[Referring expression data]
------------------------------
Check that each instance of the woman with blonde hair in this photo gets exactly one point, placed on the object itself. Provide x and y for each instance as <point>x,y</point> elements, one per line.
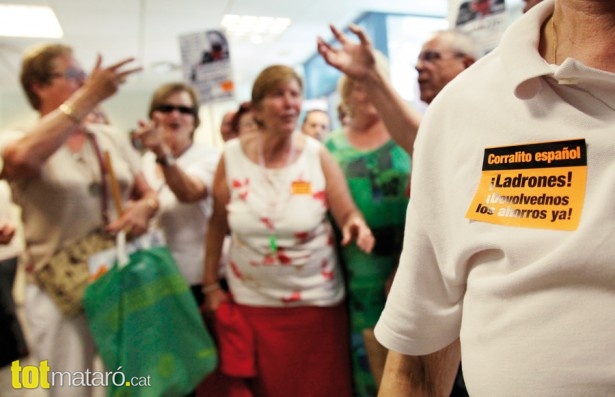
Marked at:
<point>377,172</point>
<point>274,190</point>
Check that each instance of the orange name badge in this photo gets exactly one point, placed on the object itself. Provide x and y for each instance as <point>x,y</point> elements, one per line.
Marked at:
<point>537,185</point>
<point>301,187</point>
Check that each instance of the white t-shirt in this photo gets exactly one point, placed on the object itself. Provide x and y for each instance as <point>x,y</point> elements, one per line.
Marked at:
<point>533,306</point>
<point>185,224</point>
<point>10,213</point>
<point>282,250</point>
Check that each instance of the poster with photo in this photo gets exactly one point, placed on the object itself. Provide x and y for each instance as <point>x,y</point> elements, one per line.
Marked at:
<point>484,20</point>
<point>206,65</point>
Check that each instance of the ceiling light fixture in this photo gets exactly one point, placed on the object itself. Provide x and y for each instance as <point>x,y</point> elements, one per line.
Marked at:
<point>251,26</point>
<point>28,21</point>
------------------------------
# Directions:
Filter the preceding entries down to the lines with "photo".

# Response to this exercise:
Check that each instance of the woman with blonde hair in this photo gets exactly one point, placed on the object itself. Provide x and y for each instance as <point>x,y</point> elements, one per line.
Check that each instance of the orange name badge in this photo gets exactly one point, placed on the object itself. Provide x and y for each instance as <point>x,y</point> elements, one per line.
Check that each instance of the white t-shirt in this photo gets exactly one point, placed on the object itself. Provide x and y for each instance as <point>x,y</point> elements, one per line.
Check that each instance of the poster with photo in this photo gets exactly one point, placed on the object itself. Provide x and y for each instance as <point>x,y</point> elements, one per line.
Check that each instance of the ceiling light fixture in this photo gets exactly one point, placed on the object itself. Provide x and y for each instance as <point>x,y</point> elements, one per line.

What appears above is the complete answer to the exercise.